▶ _THE DATA_
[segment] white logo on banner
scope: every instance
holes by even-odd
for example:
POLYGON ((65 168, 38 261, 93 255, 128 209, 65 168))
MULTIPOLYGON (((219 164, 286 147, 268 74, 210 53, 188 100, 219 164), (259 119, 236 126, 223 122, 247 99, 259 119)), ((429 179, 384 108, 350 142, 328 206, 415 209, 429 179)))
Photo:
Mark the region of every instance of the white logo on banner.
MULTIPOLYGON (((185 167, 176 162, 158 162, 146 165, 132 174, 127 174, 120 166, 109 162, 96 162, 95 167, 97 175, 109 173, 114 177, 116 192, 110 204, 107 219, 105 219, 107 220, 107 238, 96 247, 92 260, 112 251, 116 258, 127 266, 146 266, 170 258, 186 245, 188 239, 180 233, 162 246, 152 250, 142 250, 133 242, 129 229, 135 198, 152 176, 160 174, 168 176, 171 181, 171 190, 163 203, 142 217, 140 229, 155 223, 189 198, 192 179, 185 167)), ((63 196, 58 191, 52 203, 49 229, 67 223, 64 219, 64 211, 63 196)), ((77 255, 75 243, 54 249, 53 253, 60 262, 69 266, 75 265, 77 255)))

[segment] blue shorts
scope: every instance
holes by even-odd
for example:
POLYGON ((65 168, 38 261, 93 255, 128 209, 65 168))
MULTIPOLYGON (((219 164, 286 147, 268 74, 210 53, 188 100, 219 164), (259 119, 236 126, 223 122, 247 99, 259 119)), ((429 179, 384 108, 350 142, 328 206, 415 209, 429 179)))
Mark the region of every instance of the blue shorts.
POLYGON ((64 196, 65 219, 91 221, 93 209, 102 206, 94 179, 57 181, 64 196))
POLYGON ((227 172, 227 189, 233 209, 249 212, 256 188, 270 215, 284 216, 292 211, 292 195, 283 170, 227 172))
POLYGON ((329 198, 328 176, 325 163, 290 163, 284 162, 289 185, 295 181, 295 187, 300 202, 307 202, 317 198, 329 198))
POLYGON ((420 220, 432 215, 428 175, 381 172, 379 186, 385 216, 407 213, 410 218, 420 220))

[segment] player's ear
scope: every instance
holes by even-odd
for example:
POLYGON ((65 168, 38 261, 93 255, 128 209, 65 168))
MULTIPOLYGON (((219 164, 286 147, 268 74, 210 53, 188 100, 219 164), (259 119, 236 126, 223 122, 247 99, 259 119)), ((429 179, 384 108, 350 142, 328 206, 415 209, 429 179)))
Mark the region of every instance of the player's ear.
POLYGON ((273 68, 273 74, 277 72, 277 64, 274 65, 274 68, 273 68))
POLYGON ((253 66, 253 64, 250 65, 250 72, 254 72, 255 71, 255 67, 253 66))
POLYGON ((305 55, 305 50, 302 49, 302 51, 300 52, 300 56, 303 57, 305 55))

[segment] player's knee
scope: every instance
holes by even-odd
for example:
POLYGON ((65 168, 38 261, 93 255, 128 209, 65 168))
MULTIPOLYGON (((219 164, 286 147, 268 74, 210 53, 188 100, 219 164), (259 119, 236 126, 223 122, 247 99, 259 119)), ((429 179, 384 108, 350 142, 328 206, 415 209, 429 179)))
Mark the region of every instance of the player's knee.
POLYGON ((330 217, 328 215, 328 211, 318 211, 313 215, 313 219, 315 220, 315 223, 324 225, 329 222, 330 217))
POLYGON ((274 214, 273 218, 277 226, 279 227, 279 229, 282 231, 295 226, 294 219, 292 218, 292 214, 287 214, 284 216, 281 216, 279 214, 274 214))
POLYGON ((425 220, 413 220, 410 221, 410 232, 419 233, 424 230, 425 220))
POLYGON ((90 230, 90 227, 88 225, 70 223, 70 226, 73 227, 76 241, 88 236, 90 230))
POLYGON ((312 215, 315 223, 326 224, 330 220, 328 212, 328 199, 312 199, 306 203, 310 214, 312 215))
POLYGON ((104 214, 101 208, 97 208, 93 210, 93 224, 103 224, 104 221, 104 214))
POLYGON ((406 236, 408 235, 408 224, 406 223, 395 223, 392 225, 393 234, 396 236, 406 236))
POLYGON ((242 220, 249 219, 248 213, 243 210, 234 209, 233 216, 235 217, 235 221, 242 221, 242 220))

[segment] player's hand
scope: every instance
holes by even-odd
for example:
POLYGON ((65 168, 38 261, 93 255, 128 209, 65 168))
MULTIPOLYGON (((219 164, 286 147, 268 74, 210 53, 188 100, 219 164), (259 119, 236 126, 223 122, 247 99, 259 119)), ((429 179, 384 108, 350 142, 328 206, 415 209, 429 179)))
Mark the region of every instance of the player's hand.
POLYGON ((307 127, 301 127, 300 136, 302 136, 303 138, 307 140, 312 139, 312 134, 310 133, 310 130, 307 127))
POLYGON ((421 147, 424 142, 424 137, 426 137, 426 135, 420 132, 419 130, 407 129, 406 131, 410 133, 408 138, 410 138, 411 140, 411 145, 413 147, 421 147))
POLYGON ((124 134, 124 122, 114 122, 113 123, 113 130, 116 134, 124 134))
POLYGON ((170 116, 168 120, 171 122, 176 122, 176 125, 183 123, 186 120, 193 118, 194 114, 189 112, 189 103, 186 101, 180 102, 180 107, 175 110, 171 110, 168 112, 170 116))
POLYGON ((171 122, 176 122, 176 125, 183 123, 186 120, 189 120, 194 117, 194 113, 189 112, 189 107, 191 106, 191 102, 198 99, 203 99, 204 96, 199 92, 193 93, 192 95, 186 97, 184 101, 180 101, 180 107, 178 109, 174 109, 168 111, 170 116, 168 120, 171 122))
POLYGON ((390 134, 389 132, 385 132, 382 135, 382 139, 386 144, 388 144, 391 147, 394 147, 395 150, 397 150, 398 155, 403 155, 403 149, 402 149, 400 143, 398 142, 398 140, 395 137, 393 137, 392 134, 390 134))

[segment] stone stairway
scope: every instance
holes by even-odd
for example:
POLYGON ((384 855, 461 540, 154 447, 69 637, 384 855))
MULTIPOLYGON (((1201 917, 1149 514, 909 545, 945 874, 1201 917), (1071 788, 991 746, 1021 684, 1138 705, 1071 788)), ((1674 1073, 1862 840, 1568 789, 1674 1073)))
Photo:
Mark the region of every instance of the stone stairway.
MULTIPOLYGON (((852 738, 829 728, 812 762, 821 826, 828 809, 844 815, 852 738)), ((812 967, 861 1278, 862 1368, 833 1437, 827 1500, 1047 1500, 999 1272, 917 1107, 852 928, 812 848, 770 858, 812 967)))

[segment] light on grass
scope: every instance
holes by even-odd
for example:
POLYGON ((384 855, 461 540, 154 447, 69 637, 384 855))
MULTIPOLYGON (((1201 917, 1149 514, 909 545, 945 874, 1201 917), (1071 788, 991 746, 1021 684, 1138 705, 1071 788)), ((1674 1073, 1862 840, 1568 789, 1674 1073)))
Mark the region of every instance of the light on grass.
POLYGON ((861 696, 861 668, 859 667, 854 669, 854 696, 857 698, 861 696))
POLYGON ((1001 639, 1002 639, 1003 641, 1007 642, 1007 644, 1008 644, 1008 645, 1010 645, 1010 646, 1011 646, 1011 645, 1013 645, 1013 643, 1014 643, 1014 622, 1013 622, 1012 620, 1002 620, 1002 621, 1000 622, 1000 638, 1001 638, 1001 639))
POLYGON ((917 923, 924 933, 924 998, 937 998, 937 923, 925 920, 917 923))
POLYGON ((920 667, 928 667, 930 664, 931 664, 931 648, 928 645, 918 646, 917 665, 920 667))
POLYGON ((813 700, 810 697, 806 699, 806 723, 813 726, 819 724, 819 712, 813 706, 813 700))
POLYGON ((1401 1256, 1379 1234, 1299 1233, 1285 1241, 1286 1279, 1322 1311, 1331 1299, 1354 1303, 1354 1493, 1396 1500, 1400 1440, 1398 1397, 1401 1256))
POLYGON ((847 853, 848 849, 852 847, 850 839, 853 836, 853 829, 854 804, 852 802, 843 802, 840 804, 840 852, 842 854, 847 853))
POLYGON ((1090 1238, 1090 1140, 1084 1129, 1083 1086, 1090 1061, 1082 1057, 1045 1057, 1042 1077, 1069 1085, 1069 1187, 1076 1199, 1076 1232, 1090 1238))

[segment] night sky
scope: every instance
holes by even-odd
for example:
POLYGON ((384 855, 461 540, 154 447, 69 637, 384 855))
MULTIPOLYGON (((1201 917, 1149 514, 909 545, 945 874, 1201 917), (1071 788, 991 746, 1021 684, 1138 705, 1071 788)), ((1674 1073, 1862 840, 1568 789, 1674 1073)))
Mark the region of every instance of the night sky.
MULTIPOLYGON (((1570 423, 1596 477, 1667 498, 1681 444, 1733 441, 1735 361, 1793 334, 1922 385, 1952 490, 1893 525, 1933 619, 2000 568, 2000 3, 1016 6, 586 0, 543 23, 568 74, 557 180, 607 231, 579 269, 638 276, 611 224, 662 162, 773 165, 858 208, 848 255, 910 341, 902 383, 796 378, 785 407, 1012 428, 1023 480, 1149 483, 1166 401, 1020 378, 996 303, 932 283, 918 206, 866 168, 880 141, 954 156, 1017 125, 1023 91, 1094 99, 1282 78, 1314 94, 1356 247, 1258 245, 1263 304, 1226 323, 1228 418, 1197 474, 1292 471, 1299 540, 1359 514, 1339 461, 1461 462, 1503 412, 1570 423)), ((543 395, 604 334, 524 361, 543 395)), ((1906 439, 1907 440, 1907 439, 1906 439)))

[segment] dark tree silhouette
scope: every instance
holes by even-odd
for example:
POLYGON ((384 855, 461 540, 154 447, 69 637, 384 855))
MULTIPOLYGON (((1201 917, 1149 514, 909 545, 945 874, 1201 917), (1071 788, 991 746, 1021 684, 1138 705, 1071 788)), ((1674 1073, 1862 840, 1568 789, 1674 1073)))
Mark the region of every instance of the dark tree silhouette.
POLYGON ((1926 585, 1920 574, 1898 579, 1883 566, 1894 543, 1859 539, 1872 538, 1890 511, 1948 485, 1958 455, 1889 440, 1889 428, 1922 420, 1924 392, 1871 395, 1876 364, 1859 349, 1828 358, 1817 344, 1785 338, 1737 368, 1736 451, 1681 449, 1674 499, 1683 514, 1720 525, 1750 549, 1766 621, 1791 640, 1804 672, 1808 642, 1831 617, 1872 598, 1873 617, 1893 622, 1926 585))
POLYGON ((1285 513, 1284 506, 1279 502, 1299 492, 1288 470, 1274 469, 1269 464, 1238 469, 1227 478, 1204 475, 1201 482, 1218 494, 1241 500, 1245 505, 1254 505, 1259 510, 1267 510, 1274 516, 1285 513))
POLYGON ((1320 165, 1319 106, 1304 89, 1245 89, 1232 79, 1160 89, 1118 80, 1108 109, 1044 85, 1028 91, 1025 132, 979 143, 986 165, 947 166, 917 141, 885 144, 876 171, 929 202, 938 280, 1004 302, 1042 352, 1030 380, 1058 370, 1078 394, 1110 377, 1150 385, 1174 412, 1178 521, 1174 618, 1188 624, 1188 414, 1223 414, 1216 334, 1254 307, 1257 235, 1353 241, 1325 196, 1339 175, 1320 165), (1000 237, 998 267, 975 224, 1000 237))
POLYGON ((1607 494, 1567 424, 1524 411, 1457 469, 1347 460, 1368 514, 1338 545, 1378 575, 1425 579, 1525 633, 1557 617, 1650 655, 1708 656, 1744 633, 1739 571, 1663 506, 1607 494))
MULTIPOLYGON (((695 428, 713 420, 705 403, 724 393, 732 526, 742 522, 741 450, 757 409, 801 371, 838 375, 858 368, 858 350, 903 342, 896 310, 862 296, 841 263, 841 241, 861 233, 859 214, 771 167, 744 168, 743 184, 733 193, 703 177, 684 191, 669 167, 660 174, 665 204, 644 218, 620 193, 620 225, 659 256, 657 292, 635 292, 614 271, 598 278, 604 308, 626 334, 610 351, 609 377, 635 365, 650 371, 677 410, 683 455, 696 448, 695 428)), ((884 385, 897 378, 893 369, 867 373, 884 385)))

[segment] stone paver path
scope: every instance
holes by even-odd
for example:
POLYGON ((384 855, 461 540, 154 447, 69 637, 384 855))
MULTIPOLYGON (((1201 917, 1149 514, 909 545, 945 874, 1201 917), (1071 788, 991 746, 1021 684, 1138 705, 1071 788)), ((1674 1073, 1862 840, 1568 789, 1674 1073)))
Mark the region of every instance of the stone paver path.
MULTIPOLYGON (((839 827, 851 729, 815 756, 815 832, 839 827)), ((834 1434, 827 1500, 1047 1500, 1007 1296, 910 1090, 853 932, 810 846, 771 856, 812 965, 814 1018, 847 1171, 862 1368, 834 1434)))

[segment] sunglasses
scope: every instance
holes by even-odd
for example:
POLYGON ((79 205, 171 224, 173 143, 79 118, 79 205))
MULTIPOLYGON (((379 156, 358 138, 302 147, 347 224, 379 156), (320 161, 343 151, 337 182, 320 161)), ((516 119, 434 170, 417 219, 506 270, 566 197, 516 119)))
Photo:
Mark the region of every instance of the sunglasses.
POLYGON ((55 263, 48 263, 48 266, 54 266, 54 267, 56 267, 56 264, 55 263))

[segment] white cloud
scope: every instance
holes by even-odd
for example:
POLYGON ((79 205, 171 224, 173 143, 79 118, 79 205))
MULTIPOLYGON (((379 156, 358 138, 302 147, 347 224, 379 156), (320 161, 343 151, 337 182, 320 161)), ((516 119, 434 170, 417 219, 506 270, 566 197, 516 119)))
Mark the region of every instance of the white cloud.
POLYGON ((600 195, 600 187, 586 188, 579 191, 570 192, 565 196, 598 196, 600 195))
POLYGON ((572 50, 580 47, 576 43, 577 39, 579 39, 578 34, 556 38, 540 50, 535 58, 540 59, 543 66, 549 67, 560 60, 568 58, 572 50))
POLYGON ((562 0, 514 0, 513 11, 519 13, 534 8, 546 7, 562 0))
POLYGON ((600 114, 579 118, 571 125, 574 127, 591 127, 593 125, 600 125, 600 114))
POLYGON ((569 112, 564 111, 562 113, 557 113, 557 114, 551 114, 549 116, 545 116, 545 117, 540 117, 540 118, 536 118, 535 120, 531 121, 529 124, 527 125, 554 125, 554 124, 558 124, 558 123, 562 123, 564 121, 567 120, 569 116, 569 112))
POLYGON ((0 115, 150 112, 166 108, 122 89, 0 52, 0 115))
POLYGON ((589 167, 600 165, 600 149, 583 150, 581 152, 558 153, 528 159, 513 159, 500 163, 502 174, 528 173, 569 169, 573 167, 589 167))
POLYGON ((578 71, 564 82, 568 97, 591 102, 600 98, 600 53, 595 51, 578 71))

▶ _WHAT YOU NEED TO DO_
Some lines above hold the word "segment". Copy all of them.

▶ _WRITTEN SOLUTION_
[segment] white logo on banner
[segment] blue shorts
[segment] player's ear
[segment] player's knee
[segment] player's hand
[segment] stone stairway
[segment] light on grass
[segment] night sky
[segment] dark tree silhouette
[segment] stone paver path
[segment] sunglasses
[segment] white cloud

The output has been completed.